___ Entries ___
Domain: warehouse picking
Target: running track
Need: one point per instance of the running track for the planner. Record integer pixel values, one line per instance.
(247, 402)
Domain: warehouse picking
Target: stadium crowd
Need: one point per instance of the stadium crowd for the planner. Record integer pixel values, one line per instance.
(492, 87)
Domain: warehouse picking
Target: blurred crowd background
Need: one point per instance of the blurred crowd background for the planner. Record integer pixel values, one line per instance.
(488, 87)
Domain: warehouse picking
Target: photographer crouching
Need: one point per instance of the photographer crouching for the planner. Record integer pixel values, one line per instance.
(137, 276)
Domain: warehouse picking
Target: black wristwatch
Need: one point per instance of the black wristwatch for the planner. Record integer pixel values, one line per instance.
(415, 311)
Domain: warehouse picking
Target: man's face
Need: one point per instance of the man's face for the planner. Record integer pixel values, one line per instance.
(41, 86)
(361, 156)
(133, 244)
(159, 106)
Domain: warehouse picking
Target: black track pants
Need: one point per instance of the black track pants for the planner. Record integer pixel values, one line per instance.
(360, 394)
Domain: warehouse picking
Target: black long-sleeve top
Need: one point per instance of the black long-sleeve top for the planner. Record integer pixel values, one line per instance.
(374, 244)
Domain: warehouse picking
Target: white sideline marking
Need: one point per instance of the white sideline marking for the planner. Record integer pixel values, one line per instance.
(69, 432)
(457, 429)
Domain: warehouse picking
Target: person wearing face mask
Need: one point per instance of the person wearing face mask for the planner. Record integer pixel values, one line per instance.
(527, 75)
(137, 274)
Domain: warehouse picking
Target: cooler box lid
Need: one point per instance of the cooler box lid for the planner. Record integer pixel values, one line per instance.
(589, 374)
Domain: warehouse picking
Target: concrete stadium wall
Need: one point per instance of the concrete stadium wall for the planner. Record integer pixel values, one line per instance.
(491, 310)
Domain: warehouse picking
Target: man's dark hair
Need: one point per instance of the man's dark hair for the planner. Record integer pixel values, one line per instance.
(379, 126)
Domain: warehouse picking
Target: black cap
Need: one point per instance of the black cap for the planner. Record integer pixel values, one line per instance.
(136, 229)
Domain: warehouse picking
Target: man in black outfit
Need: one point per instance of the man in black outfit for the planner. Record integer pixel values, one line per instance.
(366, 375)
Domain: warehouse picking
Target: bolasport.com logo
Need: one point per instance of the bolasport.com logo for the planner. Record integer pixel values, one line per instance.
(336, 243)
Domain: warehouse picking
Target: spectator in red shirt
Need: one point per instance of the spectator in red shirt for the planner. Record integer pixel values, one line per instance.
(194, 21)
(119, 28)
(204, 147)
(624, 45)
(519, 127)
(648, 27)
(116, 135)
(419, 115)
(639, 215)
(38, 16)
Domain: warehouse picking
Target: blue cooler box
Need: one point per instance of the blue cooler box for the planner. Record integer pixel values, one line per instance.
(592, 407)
___
___ Entries ___
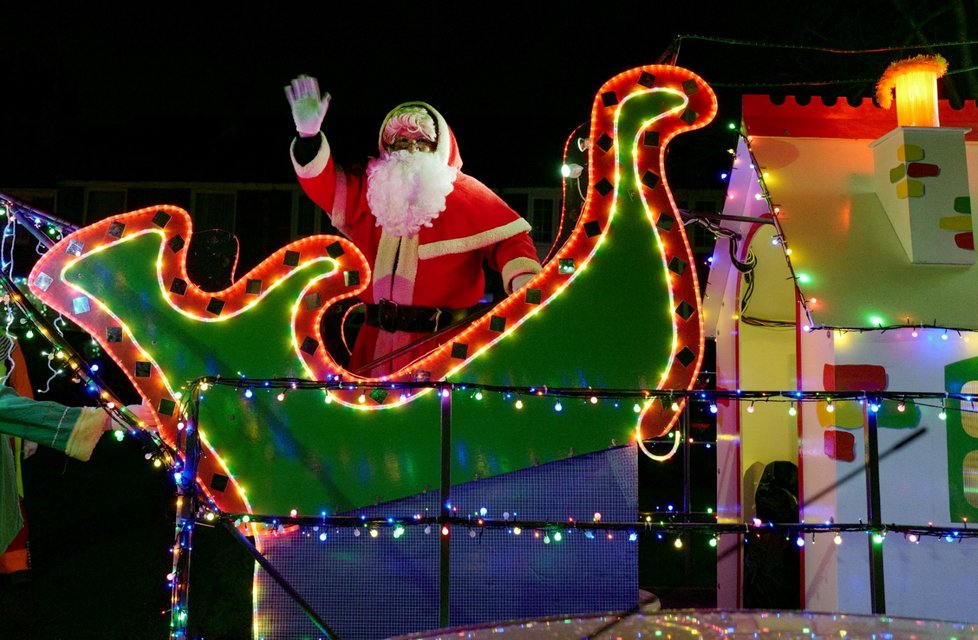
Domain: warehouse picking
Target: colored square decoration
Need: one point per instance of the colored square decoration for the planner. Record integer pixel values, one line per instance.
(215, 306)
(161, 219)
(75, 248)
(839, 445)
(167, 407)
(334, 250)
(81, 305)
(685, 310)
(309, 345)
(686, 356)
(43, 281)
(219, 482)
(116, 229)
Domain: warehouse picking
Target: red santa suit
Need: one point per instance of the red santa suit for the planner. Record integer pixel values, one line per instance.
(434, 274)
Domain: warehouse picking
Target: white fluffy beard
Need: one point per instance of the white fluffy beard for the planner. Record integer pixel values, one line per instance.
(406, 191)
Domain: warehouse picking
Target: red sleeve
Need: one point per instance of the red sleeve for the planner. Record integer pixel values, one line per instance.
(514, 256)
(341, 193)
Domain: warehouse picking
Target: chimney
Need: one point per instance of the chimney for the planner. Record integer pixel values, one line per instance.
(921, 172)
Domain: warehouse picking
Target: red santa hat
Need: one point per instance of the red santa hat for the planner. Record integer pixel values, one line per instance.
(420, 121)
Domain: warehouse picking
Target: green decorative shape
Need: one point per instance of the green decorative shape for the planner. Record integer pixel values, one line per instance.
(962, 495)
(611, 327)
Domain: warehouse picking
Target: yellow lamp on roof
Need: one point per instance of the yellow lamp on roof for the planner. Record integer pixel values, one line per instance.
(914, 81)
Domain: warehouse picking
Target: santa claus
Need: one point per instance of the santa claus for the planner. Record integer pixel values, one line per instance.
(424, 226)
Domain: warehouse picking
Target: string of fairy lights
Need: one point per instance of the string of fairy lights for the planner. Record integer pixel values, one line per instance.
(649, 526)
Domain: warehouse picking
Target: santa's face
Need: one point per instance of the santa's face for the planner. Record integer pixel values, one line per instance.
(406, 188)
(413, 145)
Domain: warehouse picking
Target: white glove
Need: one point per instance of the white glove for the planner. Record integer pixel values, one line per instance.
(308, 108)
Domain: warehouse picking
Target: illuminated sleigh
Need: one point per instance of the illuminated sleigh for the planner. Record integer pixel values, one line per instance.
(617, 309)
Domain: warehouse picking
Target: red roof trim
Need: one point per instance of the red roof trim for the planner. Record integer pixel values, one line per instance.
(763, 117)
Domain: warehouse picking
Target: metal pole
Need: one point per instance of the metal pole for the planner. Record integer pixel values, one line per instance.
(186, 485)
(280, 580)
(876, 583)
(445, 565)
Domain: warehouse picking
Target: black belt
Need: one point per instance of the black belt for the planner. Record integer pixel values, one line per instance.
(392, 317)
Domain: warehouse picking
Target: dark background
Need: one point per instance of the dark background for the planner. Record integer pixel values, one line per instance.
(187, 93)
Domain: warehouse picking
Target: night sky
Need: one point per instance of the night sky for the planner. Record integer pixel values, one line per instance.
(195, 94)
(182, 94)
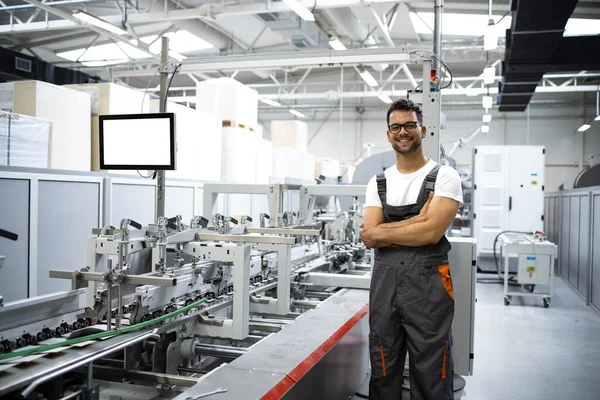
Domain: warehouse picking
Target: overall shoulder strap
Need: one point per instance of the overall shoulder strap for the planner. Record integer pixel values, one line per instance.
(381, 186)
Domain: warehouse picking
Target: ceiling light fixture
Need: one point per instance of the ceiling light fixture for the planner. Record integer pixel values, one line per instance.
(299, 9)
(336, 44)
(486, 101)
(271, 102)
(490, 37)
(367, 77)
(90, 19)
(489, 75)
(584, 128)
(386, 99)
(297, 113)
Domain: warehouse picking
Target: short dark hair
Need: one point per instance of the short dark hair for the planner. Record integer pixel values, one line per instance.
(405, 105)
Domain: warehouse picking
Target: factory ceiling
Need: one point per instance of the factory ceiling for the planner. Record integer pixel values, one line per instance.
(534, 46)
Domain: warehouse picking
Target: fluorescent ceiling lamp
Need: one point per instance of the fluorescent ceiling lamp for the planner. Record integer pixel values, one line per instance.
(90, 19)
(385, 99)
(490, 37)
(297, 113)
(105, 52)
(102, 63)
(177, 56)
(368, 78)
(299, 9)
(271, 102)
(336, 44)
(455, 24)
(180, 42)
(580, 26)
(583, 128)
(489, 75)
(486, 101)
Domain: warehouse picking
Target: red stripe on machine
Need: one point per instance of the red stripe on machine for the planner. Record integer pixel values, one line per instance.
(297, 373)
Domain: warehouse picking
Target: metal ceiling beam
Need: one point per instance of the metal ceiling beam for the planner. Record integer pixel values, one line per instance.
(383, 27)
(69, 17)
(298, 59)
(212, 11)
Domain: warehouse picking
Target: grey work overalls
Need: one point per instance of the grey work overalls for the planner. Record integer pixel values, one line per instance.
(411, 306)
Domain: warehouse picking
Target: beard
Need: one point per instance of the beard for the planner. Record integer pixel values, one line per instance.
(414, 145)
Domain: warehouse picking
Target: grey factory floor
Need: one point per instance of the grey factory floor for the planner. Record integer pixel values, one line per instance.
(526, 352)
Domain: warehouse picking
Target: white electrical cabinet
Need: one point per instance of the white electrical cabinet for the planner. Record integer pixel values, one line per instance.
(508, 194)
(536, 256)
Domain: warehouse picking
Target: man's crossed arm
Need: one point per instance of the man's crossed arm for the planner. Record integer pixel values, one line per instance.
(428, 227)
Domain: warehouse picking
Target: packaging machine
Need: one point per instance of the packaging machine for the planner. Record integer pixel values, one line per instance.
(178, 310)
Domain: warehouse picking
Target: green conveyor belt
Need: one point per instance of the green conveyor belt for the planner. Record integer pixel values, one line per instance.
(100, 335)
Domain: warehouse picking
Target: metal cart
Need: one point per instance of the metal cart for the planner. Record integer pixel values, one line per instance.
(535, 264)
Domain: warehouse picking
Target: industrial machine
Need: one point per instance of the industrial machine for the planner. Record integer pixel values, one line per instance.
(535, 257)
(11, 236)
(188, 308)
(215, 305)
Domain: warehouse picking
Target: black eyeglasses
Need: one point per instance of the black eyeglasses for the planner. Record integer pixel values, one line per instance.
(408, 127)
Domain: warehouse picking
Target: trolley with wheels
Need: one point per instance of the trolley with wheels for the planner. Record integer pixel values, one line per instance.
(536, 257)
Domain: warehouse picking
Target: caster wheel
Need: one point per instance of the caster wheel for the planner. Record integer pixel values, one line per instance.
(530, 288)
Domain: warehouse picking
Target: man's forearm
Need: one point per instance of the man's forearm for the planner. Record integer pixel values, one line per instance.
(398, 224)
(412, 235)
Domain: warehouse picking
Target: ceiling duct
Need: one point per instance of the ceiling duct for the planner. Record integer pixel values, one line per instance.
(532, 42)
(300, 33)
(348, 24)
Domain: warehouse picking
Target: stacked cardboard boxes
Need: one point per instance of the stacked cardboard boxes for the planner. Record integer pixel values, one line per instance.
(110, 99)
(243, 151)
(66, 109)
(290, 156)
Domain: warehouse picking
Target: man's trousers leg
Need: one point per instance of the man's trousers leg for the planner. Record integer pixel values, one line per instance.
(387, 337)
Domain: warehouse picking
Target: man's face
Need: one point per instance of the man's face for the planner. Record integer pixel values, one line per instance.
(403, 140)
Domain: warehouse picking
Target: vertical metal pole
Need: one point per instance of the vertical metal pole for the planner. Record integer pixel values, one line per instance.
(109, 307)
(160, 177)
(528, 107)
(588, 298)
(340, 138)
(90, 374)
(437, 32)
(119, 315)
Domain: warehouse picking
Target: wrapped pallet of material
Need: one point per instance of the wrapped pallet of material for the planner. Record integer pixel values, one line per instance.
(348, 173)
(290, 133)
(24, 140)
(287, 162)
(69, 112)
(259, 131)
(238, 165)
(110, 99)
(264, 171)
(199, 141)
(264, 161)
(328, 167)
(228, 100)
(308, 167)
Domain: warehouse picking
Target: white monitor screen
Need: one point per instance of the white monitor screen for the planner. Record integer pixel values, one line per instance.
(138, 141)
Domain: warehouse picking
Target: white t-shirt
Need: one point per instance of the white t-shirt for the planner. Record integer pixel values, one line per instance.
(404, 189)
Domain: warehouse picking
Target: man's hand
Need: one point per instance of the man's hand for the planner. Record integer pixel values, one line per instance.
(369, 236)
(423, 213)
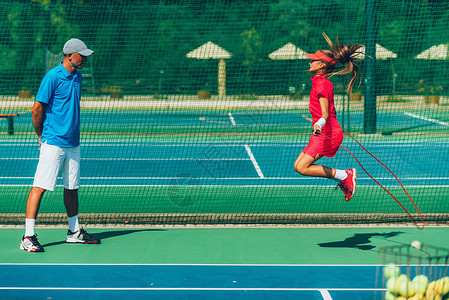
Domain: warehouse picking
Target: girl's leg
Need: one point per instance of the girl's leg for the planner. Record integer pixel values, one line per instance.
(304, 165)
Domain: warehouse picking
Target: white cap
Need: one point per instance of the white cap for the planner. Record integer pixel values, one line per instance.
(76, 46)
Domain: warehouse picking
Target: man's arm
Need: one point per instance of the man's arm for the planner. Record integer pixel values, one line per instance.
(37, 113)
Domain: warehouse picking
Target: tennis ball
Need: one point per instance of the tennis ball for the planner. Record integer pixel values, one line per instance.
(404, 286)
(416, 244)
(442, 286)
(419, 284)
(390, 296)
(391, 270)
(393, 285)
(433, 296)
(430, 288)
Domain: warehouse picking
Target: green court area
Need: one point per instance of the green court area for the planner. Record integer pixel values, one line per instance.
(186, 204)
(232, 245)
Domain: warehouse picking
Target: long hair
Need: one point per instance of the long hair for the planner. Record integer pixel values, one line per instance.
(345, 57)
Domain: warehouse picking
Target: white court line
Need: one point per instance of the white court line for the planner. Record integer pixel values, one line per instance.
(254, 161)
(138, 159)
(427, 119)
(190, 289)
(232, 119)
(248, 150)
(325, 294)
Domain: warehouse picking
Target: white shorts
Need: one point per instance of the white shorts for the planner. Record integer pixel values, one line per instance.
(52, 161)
___
## To be done
Copy out every line of the records above that contains the string "area".

## Task answer
Target: green court area
Need: one point per instance of the green court area for the planner. Record integer pixel values, one line per instance.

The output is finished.